_CHALLENGE_. Please render the material below as a numbered list, with blank lines left out.

_SOURCE RECORDS_.
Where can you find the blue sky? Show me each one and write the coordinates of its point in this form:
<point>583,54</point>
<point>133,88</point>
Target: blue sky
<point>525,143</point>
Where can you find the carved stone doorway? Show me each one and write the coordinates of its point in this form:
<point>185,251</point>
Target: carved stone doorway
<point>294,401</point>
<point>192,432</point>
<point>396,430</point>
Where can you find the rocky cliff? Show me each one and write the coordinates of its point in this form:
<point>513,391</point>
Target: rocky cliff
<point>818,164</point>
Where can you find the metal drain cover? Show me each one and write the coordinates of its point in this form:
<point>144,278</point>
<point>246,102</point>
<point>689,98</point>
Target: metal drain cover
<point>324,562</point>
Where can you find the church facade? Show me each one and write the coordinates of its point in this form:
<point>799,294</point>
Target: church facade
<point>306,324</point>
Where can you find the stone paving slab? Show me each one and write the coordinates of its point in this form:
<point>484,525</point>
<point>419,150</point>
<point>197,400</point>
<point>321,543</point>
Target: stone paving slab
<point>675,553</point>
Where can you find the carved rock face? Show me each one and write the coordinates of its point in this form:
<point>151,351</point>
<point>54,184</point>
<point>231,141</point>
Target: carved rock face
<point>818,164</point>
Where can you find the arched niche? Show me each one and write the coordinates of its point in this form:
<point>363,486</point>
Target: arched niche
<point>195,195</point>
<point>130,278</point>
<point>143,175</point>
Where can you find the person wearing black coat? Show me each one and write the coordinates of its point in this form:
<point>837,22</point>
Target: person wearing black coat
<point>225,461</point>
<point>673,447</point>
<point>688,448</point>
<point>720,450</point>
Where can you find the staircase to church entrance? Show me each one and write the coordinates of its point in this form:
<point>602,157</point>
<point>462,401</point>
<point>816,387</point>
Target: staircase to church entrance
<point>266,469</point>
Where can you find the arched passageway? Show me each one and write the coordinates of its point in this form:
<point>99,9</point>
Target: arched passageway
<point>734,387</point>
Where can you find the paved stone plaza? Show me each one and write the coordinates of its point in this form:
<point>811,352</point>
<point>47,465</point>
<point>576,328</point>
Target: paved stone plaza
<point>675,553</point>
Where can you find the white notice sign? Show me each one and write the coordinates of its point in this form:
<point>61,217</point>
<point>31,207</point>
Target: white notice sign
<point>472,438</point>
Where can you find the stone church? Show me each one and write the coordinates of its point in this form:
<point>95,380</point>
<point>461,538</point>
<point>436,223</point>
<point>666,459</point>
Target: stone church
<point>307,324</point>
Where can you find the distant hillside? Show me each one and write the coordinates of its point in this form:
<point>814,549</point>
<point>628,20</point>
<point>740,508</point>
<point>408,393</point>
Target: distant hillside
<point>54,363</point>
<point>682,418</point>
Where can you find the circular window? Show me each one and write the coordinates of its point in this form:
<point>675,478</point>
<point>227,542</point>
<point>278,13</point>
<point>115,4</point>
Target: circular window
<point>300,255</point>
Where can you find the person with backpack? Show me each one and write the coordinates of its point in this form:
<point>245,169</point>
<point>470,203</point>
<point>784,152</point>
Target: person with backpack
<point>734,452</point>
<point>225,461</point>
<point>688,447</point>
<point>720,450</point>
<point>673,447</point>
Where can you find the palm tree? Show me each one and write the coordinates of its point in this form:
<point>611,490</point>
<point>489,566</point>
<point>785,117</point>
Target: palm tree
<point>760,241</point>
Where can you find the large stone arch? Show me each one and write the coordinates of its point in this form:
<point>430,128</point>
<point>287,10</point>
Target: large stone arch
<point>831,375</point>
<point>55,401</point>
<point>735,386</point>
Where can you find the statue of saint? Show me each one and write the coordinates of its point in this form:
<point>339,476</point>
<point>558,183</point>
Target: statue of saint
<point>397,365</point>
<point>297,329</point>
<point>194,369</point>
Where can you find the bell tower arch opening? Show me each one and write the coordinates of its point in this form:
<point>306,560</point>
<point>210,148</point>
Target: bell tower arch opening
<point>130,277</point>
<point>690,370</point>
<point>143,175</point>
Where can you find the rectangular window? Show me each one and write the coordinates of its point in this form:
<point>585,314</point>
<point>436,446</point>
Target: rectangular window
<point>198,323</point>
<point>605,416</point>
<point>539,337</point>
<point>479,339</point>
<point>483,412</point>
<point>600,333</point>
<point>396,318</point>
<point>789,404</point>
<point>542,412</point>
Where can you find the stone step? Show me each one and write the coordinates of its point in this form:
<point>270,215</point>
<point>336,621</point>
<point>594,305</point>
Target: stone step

_FULL RESPONSE_.
1. Where can you find the blue sky? Show me each one and write the coordinates of its point in this form:
2. <point>583,54</point>
3. <point>133,88</point>
4. Target: blue sky
5. <point>525,143</point>
6. Where can you find the carved stone doorway? Show me each one and write the coordinates of its point in this form:
7. <point>185,251</point>
8. Target: carved stone doorway
9. <point>294,401</point>
10. <point>192,432</point>
11. <point>396,430</point>
12. Where can you find the rocky cliff? Show me each one and write the coordinates of its point in this form:
13. <point>513,391</point>
14. Target: rocky cliff
15. <point>818,164</point>
16. Where can you find the metal drain cover? Show me each one and write the coordinates of its point in this form:
17. <point>144,278</point>
18. <point>246,102</point>
19. <point>689,98</point>
20. Target: metal drain cover
21. <point>324,562</point>
22. Where can you find the church facade? Show me each one and write the coordinates of its point in this form:
23. <point>799,294</point>
24. Target: church facade
25. <point>306,324</point>
26. Where can you find the stone paving slab? Show me each one and write the coordinates of its point in this form:
27. <point>484,525</point>
28. <point>419,150</point>
29. <point>197,400</point>
30. <point>321,543</point>
31. Target: stone paving slab
32. <point>675,553</point>
33. Where can you find the carved rock face? Show me each one and write the coordinates of its point in this form:
34. <point>151,351</point>
35. <point>54,184</point>
36. <point>231,141</point>
37. Target: carved rock face
38. <point>818,164</point>
39. Where can you find the arched niche? Show me each one and write the coordinates of its point in this form:
40. <point>363,486</point>
41. Target: arched niche
42. <point>195,195</point>
43. <point>130,278</point>
44. <point>143,175</point>
45. Where can you find the person wearing black coat? Show me each one and write the coordinates of its point in this form:
46. <point>837,22</point>
47. Target: person wearing black coat
48. <point>225,461</point>
49. <point>673,447</point>
50. <point>688,448</point>
51. <point>720,450</point>
52. Where can you find the staircase to church entrance? Show me each one and write the coordinates of its point in this form:
53. <point>602,157</point>
54. <point>462,401</point>
55. <point>816,387</point>
56. Target: staircase to church entrance
57. <point>266,469</point>
58. Where can you find the arched passageway? Show me each one and write the coordinates of its point in this form:
59. <point>99,9</point>
60. Target: arched passageway
61. <point>734,387</point>
62. Where can you find the paved stone plaza? Show me each one and write the coordinates of its point in this form:
63. <point>811,352</point>
64. <point>47,465</point>
65. <point>576,328</point>
66. Target: paved stone plaza
67. <point>675,553</point>
68. Where can you find the white notice sign? Show me each one and write the coordinates of its point in this form:
69. <point>61,217</point>
70. <point>31,207</point>
71. Target: white notice sign
72. <point>472,438</point>
73. Where can you find the stone church? Show me each one and write the coordinates of its point in this form:
74. <point>95,380</point>
75. <point>461,538</point>
76. <point>436,223</point>
77. <point>666,459</point>
78. Target: stone church
79. <point>307,324</point>
80. Where can you find the distant hillside? Show me each one and write the coordinates of its point in this form:
81. <point>814,549</point>
82. <point>628,20</point>
83. <point>740,508</point>
84. <point>408,393</point>
85. Target: distant hillside
86. <point>54,363</point>
87. <point>682,418</point>
88. Where can you find the circular window? Show me each one and write the coordinates of its point in this form:
89. <point>675,478</point>
90. <point>227,542</point>
91. <point>278,13</point>
92. <point>115,4</point>
93. Target: circular window
94. <point>300,255</point>
95. Where can you find the person with backpack? Show me each one and write the coordinates of its point in this form:
96. <point>245,169</point>
97. <point>470,203</point>
98. <point>784,152</point>
99. Target: person with backpack
100. <point>734,452</point>
101. <point>225,461</point>
102. <point>688,447</point>
103. <point>720,450</point>
104. <point>673,447</point>
105. Where can you find the palm tree? Show me each one and write the coordinates of its point in this form:
106. <point>611,490</point>
107. <point>489,566</point>
108. <point>785,117</point>
109. Target: palm tree
110. <point>760,241</point>
111. Where can you find the large stone arch? Show me each one and write the coordinates of its point in this form:
112. <point>430,128</point>
113. <point>287,10</point>
114. Target: large stone arch
115. <point>831,375</point>
116. <point>55,401</point>
117. <point>735,386</point>
118. Where can you find the statue of saint? Show me each one and write the coordinates of its point in this form:
119. <point>339,476</point>
120. <point>558,183</point>
121. Target: statue of saint
122. <point>397,365</point>
123. <point>297,329</point>
124. <point>194,369</point>
125. Where can you find the bell tower arch opening? Show me each one and write the coordinates of its point in this form:
126. <point>306,560</point>
127. <point>210,148</point>
128. Target: bell tower arch opening
129. <point>130,277</point>
130. <point>690,370</point>
131. <point>143,175</point>
132. Where can you find the rectangular window? Show me each one and write the coordinates of its point in this form:
133. <point>585,314</point>
134. <point>436,446</point>
135. Target: rectangular window
136. <point>198,323</point>
137. <point>605,416</point>
138. <point>539,337</point>
139. <point>479,339</point>
140. <point>483,412</point>
141. <point>600,333</point>
142. <point>396,318</point>
143. <point>789,404</point>
144. <point>542,412</point>
145. Where can you find the stone step? Show me each one and write the coordinates of its point in this form:
146. <point>270,215</point>
147. <point>336,621</point>
148. <point>594,305</point>
149. Target: stone step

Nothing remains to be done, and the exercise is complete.